◆ HOW TO COMPLETE THIS TASK
Pick up the forum thread on Costa Rica bird photos after its last reply and carry it on with a few more posts in the same style.

◆ EXERCISE PASSAGE

□ □ □ □ □ □ □

# Costa Rica Birds...



## Glenn Bartley (Oct 22, 2015)

Here's a few from my latest trip to Costa Rica.

All the best!

Glenn


----------



## candc (Oct 22, 2015)

Great shots with fantastic colors, especially the toucan. Thumbs up!


----------



## geonix (Oct 22, 2015)

Great work Glenn Bartley

Like all of them, but the 4th where the neck of the colibri look like scales of a reptile and the toucan are extraordinary.


----------



## Click (Oct 22, 2015)

Awesome. 8) Great shots, Glenn.


----------



## Isaac Grant (Oct 22, 2015)

All are just perfect. Exposure. Sharpness. Color. Contrast. Amazing stuff.


----------



## Skatol (Oct 22, 2015)

beautiful series Glenn. Outstanding work. Especially like the Toucan?? in the rain.

□ □ □ □ □ □ □

◆ GIVEN DATA
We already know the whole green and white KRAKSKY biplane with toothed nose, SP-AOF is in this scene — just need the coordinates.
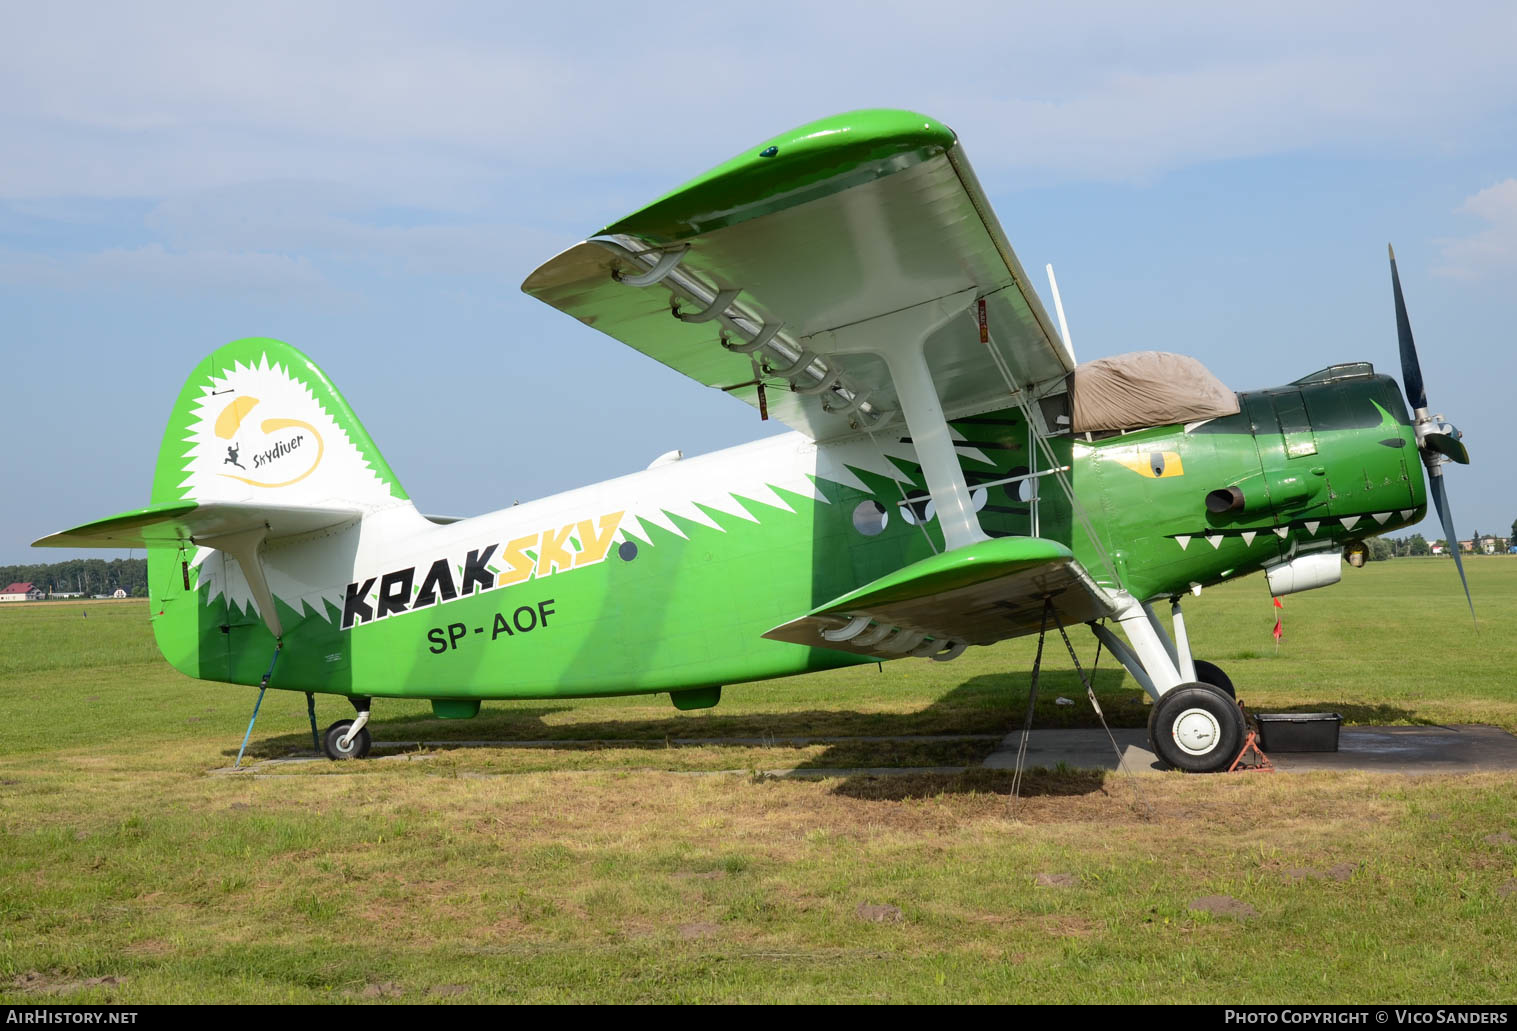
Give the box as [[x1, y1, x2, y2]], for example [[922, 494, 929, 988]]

□ □ □ □ □ □ □

◆ WRITTEN ANSWER
----------



## lion rock (Oct 22, 2015)

Glenn,
Excellent!
-r


----------



## neuroanatomist (Oct 22, 2015)

Amazing – well done!!


----------



## Stu_bert (Oct 22, 2015)

Inspirational photos Glenn, thank you for sharing, were they all taken with the 7D II ?


----------



## Visarend (Oct 24, 2015)

neuroanatomist said:


> Amazing – well done!!



+1


----------



## ray5 (Oct 24, 2015)

Glenn Bartley said:


> Here's a few from my latest trip to Costa Rica.
> 
> All the best!
> 
> Glenn



Astonishing pictures!! Well done. Please share your technique.
Ray


----------



## Glenn Bartley (Oct 27, 2015)

Stu_bert said:


> Inspirational photos Glenn, thank you for sharing, were they all taken with the 7D II ?



Thank you. Yes all 7D II.


----------



## MartinDaniel (Nov 4, 2015)

wow, amazing shots! Such beautiful colors & details...very nice!


----------



## FEBS (Nov 17, 2015)

Glenn,

When I see those photos, I know I still can make progress. They are really stunning. Costa Rica stays on my short list for countries to visit in the near future.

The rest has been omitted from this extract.